> _WHAT TO PRODUCE_
Everything from the line holding "the tree and record the coordinates." through the last line below must be repeated exactly, and nothing else.

> _PROVIDED MATERIAL_
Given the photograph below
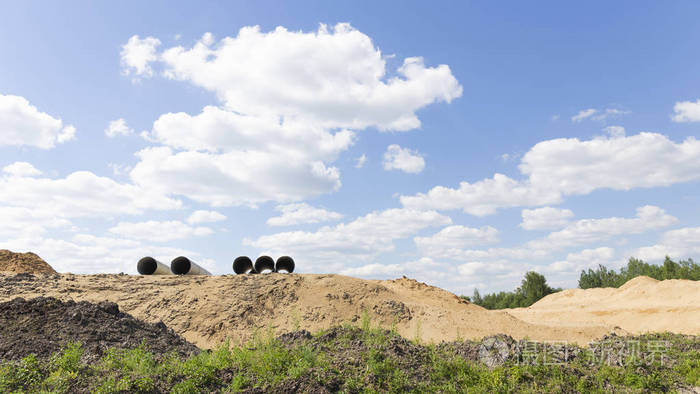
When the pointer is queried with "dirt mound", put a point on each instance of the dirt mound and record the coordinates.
(23, 263)
(44, 325)
(207, 310)
(639, 306)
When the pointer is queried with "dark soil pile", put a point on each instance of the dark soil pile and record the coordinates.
(45, 325)
(23, 263)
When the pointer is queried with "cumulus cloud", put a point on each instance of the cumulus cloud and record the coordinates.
(546, 218)
(682, 243)
(202, 216)
(23, 124)
(456, 237)
(580, 233)
(302, 213)
(118, 127)
(155, 231)
(686, 111)
(360, 161)
(138, 54)
(335, 76)
(583, 114)
(615, 131)
(232, 178)
(332, 248)
(21, 169)
(568, 166)
(482, 198)
(595, 114)
(587, 231)
(403, 159)
(291, 102)
(84, 253)
(18, 222)
(80, 194)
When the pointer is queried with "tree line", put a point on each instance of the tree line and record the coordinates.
(534, 285)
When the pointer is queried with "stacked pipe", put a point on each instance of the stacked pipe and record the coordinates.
(182, 265)
(244, 265)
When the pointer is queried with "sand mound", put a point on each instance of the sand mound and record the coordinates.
(23, 263)
(207, 310)
(44, 325)
(639, 306)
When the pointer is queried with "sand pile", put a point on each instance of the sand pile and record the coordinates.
(641, 305)
(23, 263)
(44, 325)
(207, 310)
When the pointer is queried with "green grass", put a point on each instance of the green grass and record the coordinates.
(348, 359)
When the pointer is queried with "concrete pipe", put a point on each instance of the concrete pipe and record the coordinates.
(243, 265)
(184, 266)
(264, 263)
(285, 263)
(150, 266)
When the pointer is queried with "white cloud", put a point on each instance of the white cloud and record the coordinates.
(583, 114)
(545, 218)
(23, 124)
(582, 232)
(609, 113)
(334, 76)
(18, 222)
(205, 217)
(21, 169)
(302, 213)
(360, 161)
(233, 178)
(686, 111)
(456, 237)
(80, 194)
(482, 198)
(84, 253)
(118, 127)
(137, 54)
(682, 243)
(403, 159)
(333, 248)
(587, 231)
(595, 114)
(155, 231)
(291, 101)
(568, 166)
(615, 131)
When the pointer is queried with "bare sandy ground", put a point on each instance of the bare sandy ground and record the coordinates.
(207, 310)
(639, 306)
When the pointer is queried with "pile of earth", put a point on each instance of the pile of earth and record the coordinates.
(23, 263)
(347, 347)
(642, 305)
(209, 310)
(45, 325)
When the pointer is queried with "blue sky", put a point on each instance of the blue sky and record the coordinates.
(496, 137)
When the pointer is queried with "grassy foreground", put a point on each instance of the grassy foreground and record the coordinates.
(351, 359)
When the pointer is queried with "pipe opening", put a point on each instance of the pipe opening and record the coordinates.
(264, 263)
(180, 265)
(243, 265)
(147, 266)
(285, 263)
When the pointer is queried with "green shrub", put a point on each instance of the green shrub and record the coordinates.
(604, 277)
(532, 288)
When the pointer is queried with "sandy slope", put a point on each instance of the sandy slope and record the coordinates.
(207, 310)
(641, 305)
(23, 262)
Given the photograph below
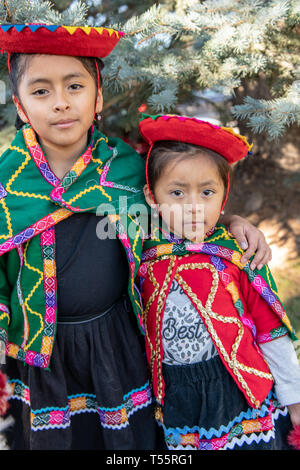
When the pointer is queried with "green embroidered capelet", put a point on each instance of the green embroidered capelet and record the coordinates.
(108, 178)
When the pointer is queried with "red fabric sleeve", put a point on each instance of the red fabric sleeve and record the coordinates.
(265, 319)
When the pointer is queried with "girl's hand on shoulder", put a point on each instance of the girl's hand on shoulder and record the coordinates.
(250, 239)
(294, 411)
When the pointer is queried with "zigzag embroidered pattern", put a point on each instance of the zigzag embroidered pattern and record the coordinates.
(243, 429)
(60, 417)
(52, 28)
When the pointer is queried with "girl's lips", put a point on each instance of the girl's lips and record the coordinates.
(64, 124)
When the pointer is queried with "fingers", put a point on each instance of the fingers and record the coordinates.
(261, 251)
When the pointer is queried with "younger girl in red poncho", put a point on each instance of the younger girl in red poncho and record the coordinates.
(224, 370)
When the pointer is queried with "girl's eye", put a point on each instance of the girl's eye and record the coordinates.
(40, 92)
(177, 193)
(208, 192)
(76, 86)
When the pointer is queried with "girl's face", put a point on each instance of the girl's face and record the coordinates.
(58, 96)
(190, 195)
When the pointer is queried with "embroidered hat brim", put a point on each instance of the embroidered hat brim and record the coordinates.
(80, 41)
(222, 140)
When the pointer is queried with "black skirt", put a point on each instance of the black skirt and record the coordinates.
(96, 395)
(205, 410)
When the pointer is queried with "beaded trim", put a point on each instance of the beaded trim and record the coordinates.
(60, 417)
(234, 257)
(48, 324)
(71, 29)
(207, 314)
(244, 428)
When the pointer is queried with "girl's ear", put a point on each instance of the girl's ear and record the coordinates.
(148, 197)
(99, 102)
(20, 111)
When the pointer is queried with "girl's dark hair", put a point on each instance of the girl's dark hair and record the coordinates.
(164, 152)
(18, 65)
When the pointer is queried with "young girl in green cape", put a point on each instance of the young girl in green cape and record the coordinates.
(70, 313)
(214, 327)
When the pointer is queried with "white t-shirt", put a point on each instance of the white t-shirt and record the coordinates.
(186, 340)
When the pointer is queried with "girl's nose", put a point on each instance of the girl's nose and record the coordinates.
(195, 204)
(61, 103)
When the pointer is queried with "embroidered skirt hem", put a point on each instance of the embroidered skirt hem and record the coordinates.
(96, 394)
(205, 410)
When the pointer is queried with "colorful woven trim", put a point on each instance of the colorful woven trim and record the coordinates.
(247, 428)
(233, 290)
(60, 417)
(234, 257)
(38, 38)
(71, 29)
(35, 229)
(47, 329)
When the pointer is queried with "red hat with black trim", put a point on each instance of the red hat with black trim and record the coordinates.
(223, 140)
(33, 38)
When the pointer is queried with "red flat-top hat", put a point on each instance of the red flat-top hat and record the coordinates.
(222, 140)
(77, 41)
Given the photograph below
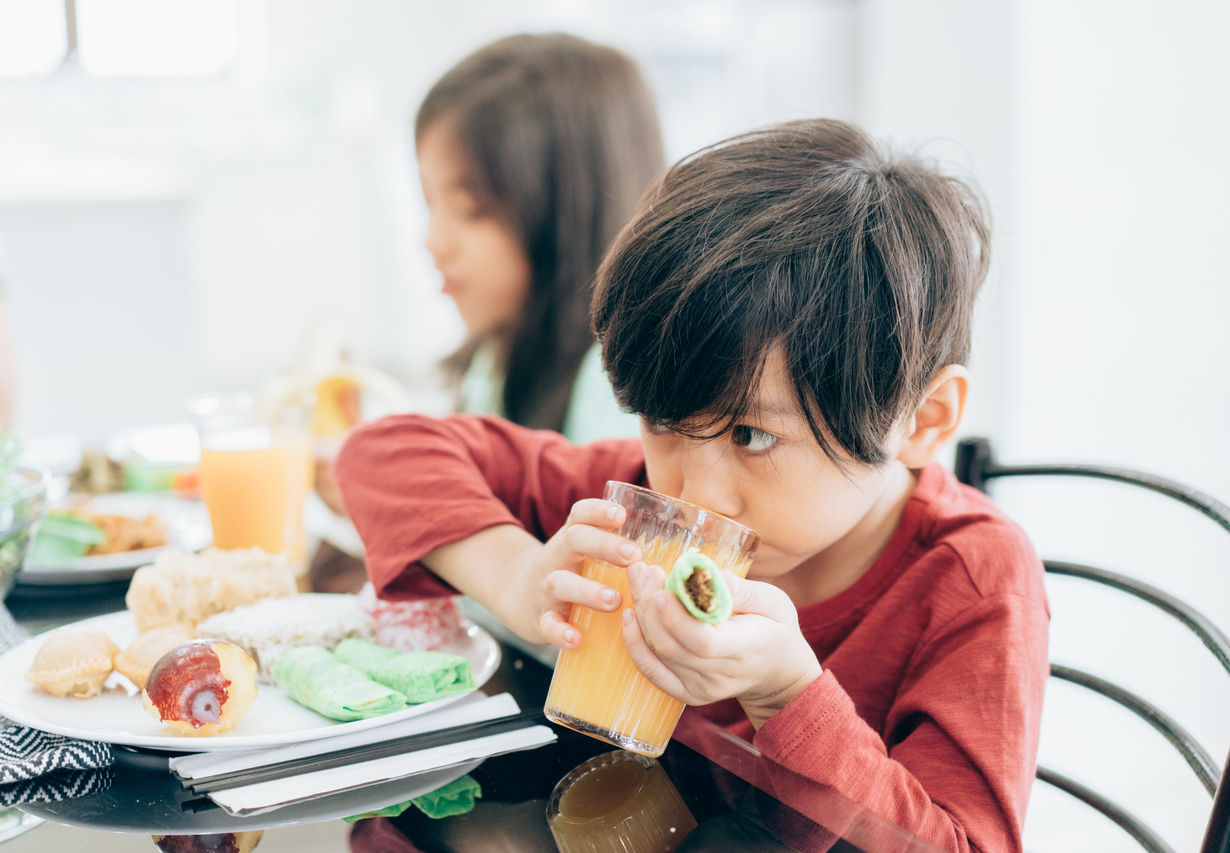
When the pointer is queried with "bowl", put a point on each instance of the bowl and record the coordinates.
(22, 505)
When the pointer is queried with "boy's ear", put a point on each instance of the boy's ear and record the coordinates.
(936, 417)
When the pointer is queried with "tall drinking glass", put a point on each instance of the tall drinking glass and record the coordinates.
(256, 469)
(595, 688)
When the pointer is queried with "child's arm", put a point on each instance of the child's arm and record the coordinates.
(955, 761)
(472, 499)
(534, 596)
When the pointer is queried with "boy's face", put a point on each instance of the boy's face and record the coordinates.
(769, 474)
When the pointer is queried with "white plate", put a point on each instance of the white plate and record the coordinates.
(187, 528)
(116, 715)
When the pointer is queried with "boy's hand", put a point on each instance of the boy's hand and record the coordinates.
(550, 575)
(758, 656)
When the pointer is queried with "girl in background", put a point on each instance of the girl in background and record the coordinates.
(533, 153)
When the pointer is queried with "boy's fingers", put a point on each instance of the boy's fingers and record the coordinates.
(572, 587)
(646, 660)
(586, 540)
(662, 623)
(597, 512)
(758, 597)
(557, 630)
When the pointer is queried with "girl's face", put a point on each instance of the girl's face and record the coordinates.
(486, 270)
(769, 474)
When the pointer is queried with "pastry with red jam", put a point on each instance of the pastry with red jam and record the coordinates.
(201, 688)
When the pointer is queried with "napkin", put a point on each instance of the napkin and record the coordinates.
(261, 796)
(38, 766)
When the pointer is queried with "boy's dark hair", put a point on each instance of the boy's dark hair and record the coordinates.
(562, 139)
(862, 267)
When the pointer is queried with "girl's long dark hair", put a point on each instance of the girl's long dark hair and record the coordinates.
(562, 139)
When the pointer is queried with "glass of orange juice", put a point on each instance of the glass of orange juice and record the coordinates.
(595, 688)
(256, 469)
(618, 801)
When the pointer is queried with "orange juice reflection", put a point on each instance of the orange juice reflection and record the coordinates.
(595, 688)
(618, 801)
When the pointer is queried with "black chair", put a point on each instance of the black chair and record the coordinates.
(976, 465)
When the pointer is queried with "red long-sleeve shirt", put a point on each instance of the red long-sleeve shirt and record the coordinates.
(934, 661)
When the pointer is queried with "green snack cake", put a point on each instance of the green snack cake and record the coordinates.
(455, 798)
(698, 582)
(420, 676)
(314, 678)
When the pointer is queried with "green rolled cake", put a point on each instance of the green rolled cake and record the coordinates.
(420, 676)
(698, 582)
(315, 678)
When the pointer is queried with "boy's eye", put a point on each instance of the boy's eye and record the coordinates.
(752, 440)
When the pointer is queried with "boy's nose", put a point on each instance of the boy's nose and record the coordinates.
(437, 240)
(707, 478)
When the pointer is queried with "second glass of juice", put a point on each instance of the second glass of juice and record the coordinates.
(256, 469)
(595, 688)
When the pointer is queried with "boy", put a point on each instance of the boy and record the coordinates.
(789, 313)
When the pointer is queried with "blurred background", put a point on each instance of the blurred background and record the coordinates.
(193, 192)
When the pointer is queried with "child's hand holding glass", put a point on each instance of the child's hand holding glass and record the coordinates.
(758, 656)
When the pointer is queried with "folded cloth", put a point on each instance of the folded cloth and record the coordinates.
(454, 798)
(420, 676)
(260, 796)
(313, 677)
(38, 766)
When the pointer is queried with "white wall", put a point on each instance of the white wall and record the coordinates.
(1099, 132)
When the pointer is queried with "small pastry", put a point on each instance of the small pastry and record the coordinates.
(201, 687)
(271, 627)
(698, 582)
(73, 664)
(142, 654)
(427, 624)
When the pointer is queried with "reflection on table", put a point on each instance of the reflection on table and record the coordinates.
(707, 792)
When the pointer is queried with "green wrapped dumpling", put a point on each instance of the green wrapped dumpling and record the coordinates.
(699, 585)
(420, 676)
(315, 678)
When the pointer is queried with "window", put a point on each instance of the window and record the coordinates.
(165, 38)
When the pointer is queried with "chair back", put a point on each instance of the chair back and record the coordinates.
(977, 465)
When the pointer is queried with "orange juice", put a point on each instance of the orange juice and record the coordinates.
(618, 801)
(597, 688)
(256, 495)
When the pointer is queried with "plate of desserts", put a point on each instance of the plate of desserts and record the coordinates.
(218, 651)
(102, 538)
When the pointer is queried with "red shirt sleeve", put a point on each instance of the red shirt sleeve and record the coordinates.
(958, 763)
(412, 484)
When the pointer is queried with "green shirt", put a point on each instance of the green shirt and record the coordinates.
(592, 411)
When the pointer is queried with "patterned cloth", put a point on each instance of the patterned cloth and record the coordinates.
(38, 766)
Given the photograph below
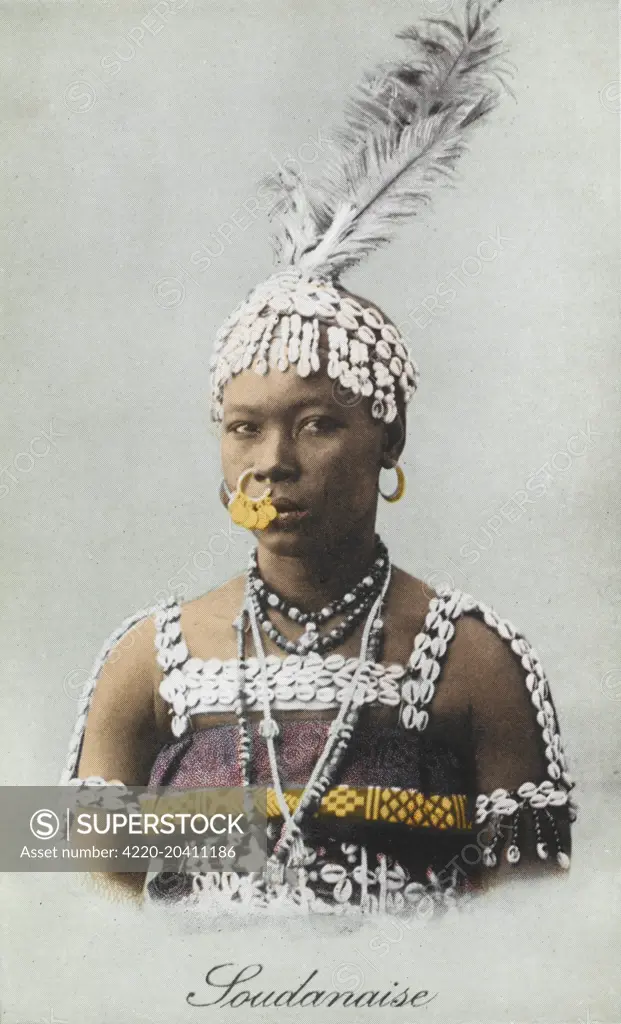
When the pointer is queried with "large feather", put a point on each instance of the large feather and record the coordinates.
(404, 132)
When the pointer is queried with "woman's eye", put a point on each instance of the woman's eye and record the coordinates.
(320, 425)
(243, 429)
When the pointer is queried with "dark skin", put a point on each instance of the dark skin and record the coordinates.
(326, 457)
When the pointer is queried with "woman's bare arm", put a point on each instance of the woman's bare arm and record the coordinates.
(121, 738)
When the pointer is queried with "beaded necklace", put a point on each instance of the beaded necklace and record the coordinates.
(354, 604)
(289, 849)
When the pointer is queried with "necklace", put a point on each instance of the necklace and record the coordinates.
(361, 591)
(290, 849)
(355, 603)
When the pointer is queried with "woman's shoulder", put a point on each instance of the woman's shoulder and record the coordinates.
(483, 653)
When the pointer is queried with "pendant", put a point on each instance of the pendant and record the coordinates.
(275, 871)
(296, 852)
(309, 637)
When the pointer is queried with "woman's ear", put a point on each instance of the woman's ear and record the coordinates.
(395, 439)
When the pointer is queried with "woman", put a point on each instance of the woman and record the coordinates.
(408, 739)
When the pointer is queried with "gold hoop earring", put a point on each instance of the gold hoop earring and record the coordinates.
(399, 489)
(253, 513)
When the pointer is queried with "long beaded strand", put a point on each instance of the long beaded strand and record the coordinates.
(290, 846)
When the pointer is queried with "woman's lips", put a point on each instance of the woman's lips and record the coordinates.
(288, 512)
(291, 515)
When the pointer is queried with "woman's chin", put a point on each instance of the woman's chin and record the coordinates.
(289, 539)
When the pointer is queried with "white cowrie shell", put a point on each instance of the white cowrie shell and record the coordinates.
(333, 873)
(408, 717)
(334, 663)
(178, 724)
(346, 321)
(372, 317)
(342, 891)
(283, 692)
(429, 671)
(178, 704)
(426, 691)
(410, 691)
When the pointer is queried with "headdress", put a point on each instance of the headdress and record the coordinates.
(404, 131)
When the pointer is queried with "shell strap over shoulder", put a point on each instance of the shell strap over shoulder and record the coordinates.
(75, 745)
(543, 804)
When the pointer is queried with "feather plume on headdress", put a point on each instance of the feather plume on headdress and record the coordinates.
(405, 129)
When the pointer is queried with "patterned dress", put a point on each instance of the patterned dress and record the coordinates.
(403, 828)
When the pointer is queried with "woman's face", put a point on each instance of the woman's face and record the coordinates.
(321, 455)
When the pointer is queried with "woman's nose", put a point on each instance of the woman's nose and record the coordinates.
(276, 459)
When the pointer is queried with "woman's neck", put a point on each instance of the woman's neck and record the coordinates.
(312, 581)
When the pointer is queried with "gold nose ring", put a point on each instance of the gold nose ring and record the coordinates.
(253, 513)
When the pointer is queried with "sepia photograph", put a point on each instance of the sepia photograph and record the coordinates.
(311, 431)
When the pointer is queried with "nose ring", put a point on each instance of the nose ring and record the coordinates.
(253, 513)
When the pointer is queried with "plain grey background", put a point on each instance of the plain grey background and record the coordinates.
(123, 157)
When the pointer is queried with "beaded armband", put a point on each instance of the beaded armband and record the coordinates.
(508, 811)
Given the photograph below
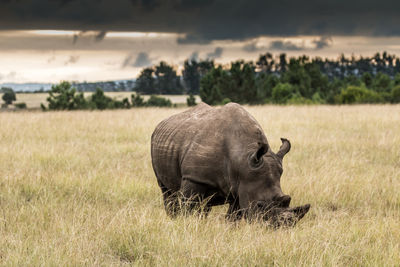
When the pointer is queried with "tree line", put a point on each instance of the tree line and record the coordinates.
(64, 96)
(282, 80)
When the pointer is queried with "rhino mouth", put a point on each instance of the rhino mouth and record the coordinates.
(279, 216)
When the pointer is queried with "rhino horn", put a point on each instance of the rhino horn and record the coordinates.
(256, 158)
(285, 148)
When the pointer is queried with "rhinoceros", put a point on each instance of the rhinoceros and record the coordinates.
(221, 155)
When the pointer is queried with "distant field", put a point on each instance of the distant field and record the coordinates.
(34, 100)
(77, 188)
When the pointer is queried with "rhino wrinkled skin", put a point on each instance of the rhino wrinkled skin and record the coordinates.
(221, 155)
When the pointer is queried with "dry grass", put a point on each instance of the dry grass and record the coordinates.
(33, 100)
(77, 188)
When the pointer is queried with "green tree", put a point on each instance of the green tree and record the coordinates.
(100, 101)
(157, 101)
(137, 100)
(65, 97)
(265, 83)
(282, 92)
(298, 77)
(358, 95)
(396, 94)
(367, 79)
(146, 82)
(167, 81)
(191, 100)
(212, 84)
(8, 95)
(381, 83)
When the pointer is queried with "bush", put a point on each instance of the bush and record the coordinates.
(282, 92)
(100, 101)
(297, 99)
(137, 100)
(191, 100)
(8, 95)
(396, 94)
(157, 101)
(64, 97)
(21, 105)
(358, 95)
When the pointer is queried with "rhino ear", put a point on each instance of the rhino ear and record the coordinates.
(256, 158)
(285, 148)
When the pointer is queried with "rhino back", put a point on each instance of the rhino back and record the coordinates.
(205, 145)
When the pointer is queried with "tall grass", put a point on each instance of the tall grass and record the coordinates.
(77, 188)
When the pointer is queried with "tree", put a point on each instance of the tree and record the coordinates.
(191, 100)
(166, 80)
(396, 94)
(99, 101)
(137, 100)
(381, 83)
(367, 79)
(156, 101)
(212, 84)
(265, 83)
(63, 96)
(146, 82)
(282, 92)
(191, 76)
(357, 94)
(8, 95)
(298, 77)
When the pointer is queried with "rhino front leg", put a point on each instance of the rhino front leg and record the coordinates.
(194, 197)
(171, 201)
(234, 213)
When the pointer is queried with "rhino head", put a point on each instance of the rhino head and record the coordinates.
(261, 195)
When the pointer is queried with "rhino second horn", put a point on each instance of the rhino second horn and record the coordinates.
(284, 149)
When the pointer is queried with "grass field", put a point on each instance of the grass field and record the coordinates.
(33, 101)
(77, 188)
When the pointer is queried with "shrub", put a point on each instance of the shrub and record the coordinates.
(157, 101)
(396, 94)
(137, 100)
(297, 99)
(100, 101)
(282, 92)
(191, 100)
(21, 105)
(8, 95)
(356, 94)
(64, 97)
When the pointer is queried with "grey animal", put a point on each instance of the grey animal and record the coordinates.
(209, 156)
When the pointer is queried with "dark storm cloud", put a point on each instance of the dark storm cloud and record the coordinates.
(285, 46)
(142, 60)
(202, 21)
(217, 53)
(322, 42)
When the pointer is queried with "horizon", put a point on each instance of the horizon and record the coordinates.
(47, 41)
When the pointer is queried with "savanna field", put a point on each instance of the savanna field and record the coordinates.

> _ANSWER TO THE PROBLEM_
When the pointer is queried with "tree", put a point on each instance of the tree and record the coordinates.
(191, 100)
(166, 80)
(396, 94)
(99, 101)
(137, 100)
(381, 83)
(367, 79)
(156, 101)
(212, 84)
(265, 83)
(63, 96)
(146, 82)
(282, 92)
(191, 76)
(357, 94)
(8, 95)
(298, 77)
When the pointer is queried with "rhino front leg", put a point on each instance of the rhino front leg and record the coordinates.
(194, 197)
(171, 201)
(234, 213)
When the pointer is queried with "rhino head", put a point on each instance of the rhino head and record the coordinates.
(261, 195)
When the pointer is queried with "rhino second horn", put a point on each instance of the rhino second horn and record the coordinates.
(284, 149)
When the pointer is queried with "grass field", put a point on each instance of the grass field and record the coordinates.
(33, 101)
(77, 188)
When the pointer is queried with "shrub", put a point on each instance of the shrub and record the coordinates.
(157, 101)
(396, 94)
(137, 100)
(297, 99)
(100, 101)
(282, 92)
(191, 100)
(21, 105)
(8, 95)
(356, 94)
(64, 97)
When the pointer is queried with "grey animal", put a point on each instance of the grey animal and record the coordinates.
(209, 156)
When the pointer is queried with "dark storm cloud", put a point on each instance of the dark storm cloud and record the coordinates.
(285, 46)
(142, 60)
(202, 21)
(217, 53)
(322, 42)
When the pointer is queried with "horizon", put a point on each instance of the horizon and record the coordinates.
(47, 41)
When the pointer is queried with "savanna field", put a point on each instance of the savanna field and record the coordinates.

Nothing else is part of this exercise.